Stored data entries
====

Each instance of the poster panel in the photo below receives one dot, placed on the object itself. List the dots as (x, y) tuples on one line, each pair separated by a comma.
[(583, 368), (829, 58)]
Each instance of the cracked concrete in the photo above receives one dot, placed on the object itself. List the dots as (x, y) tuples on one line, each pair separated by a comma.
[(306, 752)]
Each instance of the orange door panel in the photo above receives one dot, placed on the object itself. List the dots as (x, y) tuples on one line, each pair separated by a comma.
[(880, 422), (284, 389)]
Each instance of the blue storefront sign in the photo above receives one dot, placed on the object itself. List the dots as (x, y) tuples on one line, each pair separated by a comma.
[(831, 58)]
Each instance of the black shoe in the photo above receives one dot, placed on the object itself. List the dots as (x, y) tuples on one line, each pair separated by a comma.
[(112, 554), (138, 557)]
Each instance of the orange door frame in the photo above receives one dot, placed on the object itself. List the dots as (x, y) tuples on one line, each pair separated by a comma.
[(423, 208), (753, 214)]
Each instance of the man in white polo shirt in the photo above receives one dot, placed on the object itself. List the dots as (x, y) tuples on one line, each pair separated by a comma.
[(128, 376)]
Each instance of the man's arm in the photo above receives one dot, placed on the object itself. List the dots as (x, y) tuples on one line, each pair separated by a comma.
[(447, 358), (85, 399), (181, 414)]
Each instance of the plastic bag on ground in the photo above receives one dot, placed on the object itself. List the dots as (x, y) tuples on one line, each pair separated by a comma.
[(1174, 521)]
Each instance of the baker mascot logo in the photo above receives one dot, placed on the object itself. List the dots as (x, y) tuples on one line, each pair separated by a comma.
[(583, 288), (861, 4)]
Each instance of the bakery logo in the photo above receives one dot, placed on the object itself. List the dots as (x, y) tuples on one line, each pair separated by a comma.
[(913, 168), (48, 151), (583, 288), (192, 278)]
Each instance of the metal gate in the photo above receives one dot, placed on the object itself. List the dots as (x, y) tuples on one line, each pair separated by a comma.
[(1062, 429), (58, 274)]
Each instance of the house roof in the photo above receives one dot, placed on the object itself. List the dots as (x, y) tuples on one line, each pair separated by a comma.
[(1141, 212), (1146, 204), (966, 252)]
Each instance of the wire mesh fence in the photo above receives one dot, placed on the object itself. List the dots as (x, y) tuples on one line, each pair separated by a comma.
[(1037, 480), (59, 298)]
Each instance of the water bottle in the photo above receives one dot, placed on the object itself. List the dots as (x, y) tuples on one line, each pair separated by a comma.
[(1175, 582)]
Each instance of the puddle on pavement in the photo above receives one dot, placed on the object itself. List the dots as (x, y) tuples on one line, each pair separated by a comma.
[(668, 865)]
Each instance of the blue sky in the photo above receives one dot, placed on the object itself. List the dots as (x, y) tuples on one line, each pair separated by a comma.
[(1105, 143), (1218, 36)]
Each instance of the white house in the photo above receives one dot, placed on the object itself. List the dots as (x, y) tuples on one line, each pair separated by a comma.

====

Task item>
The records need to be copied exactly, with no line left out.

Answer to the problem>
Each instance of the poster panel in the photo below receives one dot, placed on the object itself. List the dots as (x, y) tuples on one line, each pair separated by a comma.
[(583, 368), (829, 58)]
Each instance of the cracked concrete in the photo above receives one dot, placed on the object itself. List the dots as (x, y) tuples on one line, each pair separated by a comma.
[(306, 752)]
Each instance of the orange door panel in the photo above receives one dot, placed on the object itself. List the dots as (x, y) tuples on one line, each pair separated by a comma.
[(880, 422), (284, 389)]
Each instance of the blue storefront sign in the photo above receives one dot, placed on the object itself. List the dots as (x, y) tuples on one line, each pair separated by a comma.
[(831, 58)]
Each instance of the black shoe in the photo above receives one dot, placed on the object itself. List the dots as (x, y) tuples on one line, each pair separated by a comma.
[(112, 554), (138, 557)]
Each instance of the orange door frame in the photo above receives one dot, placed on the object itself. List the dots as (x, y) tuples on one line, each pair separated by a comma.
[(423, 208), (753, 214)]
Each instance of the man in white polo shirt in the photo above receives one dot, placed on the object itself. List the dots as (x, y) tuples on one line, each pair separated by a comma.
[(128, 376)]
Each instance of the man's arm in the photo above receives one dot, placed on the object itself. List the dots as (x, y) tuples on one line, each pair separated by a comma.
[(447, 358), (85, 399), (181, 414)]
Each instance of the plastic bag on ground in the photo above receives one dot, placed on the object itself. List the dots as (x, y) tuples on one line, each pair separated by a comma.
[(1174, 521)]
Each instance of the baker mascot logo in the photo above receives one dot, placed on the object itself. List the dots as (x, y) tuples on one line, each pair separated by a comma.
[(583, 288), (861, 4)]
Each instance of the bakery logo in the photo above receives one dot, placed on the object itself. List the dots as (x, y) tuples on one line, each pair separated by a comma.
[(913, 168), (48, 151), (583, 288), (192, 278)]
Each instance of the metal gate in the photo above receives one dot, placed on the object itself. List the dots as (x, y) tuples on one line, each pair separated by a comma.
[(1062, 429), (58, 274)]
Each instance of the house roof in the photo above receives one dot, placed on the object itself. List the dots as (x, y) tuples on one line, each pair separated by a comma.
[(1141, 212), (1146, 204), (966, 252)]
Each instance of the wire mesh fence in the photo above receives one dot, placed on the object itself. List the dots as (x, y) tuples on one line, each pair separated by a comma.
[(1037, 480), (59, 298)]
Each instance of the water bottle in the photo above receives one dot, placed on the object itself. List the dots as (x, y) tuples on one line, each pair separated by a comma.
[(1175, 582)]
Each instance of the puddle on pavement in the photo above receives one dot, placed on the object itself. List the dots as (x, y) tuples on one line, each pair separated by a comma.
[(668, 865)]
Each instance of the blue sky in the photo above receives one dot, placed on the object itself. List the dots as (x, y) tuples on one line, each pair separated by a comma.
[(1105, 143), (1218, 36)]
Each instance of the white house in the photo above receives one dot, placed on the object itself. List the dots as (x, y) tuples on one line, each pair separated by a comma.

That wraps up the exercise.